### EXTRACTED MATERIAL
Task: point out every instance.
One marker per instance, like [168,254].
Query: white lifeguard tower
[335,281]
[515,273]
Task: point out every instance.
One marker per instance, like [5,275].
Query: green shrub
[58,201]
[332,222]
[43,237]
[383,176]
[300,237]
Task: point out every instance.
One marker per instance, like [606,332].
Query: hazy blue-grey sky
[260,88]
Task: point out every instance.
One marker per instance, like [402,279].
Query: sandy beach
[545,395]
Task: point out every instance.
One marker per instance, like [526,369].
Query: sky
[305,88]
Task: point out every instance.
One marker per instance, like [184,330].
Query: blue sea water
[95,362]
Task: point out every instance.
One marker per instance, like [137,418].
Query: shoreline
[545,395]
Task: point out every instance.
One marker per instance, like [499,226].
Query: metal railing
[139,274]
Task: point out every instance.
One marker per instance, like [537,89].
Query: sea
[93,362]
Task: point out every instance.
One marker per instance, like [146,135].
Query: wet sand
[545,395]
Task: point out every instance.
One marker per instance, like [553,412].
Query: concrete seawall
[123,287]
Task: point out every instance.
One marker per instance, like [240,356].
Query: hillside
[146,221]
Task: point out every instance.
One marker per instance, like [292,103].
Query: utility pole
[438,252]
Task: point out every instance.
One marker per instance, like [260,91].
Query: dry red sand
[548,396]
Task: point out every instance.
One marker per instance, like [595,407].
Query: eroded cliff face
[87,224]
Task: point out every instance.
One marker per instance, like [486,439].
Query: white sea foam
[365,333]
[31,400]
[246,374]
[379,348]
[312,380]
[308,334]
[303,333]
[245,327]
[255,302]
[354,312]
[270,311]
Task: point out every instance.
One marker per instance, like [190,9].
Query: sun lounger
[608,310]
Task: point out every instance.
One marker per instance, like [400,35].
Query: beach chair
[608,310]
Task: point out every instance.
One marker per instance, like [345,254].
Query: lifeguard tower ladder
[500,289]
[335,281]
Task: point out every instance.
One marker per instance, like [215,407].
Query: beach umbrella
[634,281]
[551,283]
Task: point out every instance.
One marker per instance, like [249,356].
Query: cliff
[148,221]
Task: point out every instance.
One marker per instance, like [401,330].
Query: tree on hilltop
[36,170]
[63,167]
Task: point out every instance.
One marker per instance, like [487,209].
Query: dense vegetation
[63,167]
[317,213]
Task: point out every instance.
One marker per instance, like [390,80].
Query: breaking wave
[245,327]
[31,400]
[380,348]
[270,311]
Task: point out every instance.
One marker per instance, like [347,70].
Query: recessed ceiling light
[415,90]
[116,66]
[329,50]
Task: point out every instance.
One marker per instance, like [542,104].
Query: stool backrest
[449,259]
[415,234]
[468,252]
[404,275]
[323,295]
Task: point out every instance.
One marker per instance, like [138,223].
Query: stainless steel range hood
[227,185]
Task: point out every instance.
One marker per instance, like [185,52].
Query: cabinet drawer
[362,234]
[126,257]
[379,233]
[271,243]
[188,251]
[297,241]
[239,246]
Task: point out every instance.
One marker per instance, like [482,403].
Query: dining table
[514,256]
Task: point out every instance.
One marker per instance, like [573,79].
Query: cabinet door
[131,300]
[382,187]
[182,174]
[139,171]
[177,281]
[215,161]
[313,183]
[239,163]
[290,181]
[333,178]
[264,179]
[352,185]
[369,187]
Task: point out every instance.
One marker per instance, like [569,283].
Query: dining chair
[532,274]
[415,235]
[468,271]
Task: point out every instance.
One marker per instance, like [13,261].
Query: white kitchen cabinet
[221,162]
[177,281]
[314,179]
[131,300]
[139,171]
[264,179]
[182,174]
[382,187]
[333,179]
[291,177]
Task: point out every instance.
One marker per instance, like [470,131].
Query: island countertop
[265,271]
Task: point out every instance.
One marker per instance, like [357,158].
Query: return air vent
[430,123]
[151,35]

### GOAL
All of the material must be reproduced exactly.

### RESPONSE BELOW
Task: point out every instance.
One marker per instance, like [168,254].
Query: white lifeguard tower
[335,281]
[515,273]
Task: point out every instance.
One marker per instance, like [5,275].
Query: green shrub
[58,201]
[332,222]
[43,237]
[383,176]
[300,237]
Task: point out every instance.
One marker per instance, like [606,332].
Query: hazy blue-grey sky
[260,88]
Task: point out every instance.
One marker per instance, like [402,279].
Query: sandy beach
[545,395]
Task: point out every instance.
One marker per instance, like [526,369].
Query: sky
[305,88]
Task: point out every instance.
One marker per instance, like [184,330].
Query: blue sea water
[95,362]
Task: point out every instance.
One marker per instance, like [137,418].
Query: shoreline
[545,395]
Task: point out every instance.
One marker per instance, like [499,226].
Query: metal railing
[139,274]
Task: point out every instance.
One marker per instance, like [537,89].
Query: sea
[93,362]
Task: point out every instance.
One marker per instance, like [146,135].
Query: wet sand
[545,395]
Task: point out every instance.
One marker per instance, like [553,412].
Query: concrete seawall
[123,287]
Task: point out every instance.
One marker per instance, like [240,356].
Query: hillside
[146,221]
Task: point out every instance.
One marker per instance, like [292,103].
Query: utility pole
[438,252]
Task: point out every instance.
One marker per instance, like [260,91].
Query: dry red sand
[548,396]
Task: point out every instance.
One marker per instance, like [595,407].
Query: eroded cliff face
[87,224]
Task: point out every instance.
One marker per instance, like [486,439].
Query: white sea foam
[365,333]
[31,400]
[246,374]
[379,348]
[312,380]
[308,334]
[303,333]
[245,327]
[255,302]
[354,312]
[270,311]
Task: point out every instance.
One marker per instance, like [190,9].
Query: sun lounger
[608,310]
Task: point out every instance.
One marker per instance, like [400,35].
Query: beach chair
[608,310]
Task: point out every instance.
One marker per instance, like [345,254].
Query: lifeguard tower ladder
[500,289]
[335,281]
Task: point out every instance.
One marker per instance, like [215,407].
Query: beach umbrella
[634,281]
[551,283]
Task: point out every instance.
One marker per instance, like [249,356].
Query: cliff
[148,221]
Task: point out every instance.
One marker per instance, like [401,330].
Query: tree on hilltop
[36,170]
[63,167]
Task: point out every instance.
One marker per instance, like [487,209].
Query: dense vegetation
[63,167]
[317,213]
Task: point out every instance.
One marker per instance, like [390,80].
Query: breaking wave
[245,327]
[31,400]
[380,348]
[270,311]
Task: point out every instance.
One marker per instance, like [347,70].
Query: recessed ceiling light
[415,90]
[116,66]
[329,50]
Task: point out every instance.
One marker per instance, like [542,104].
Query: stool backrest
[449,259]
[415,234]
[468,252]
[404,275]
[323,295]
Task: point out every instance.
One marker per instance, like [138,223].
Query: stainless steel range hood
[227,185]
Task: point out every instance.
One marker per instance, like [185,52].
Query: cabinet drawer
[362,234]
[126,257]
[379,233]
[271,243]
[188,251]
[297,241]
[239,246]
Task: point out every instance.
One marker per instance, like [482,403].
Query: dining table
[514,256]
Task: point out every instance.
One marker per instance, like [573,79].
Query: cabinet door
[131,300]
[382,187]
[182,174]
[139,171]
[177,281]
[215,161]
[313,183]
[239,163]
[290,181]
[333,178]
[264,179]
[352,185]
[369,187]
Task: point out every instance.
One marker per instance, like [569,283].
Query: dining chair
[532,274]
[415,235]
[468,271]
Task: point out every instance.
One marker per instance, like [13,261].
Query: white kitchen cabinet
[221,162]
[177,281]
[314,179]
[131,300]
[139,171]
[264,179]
[182,174]
[382,187]
[333,179]
[291,177]
Task: point out every instance.
One marker per instance, like [470,131].
Query: island countertop
[265,271]
Task: point out every instance.
One marker per instance, like [357,158].
Query: return air vent
[430,123]
[151,35]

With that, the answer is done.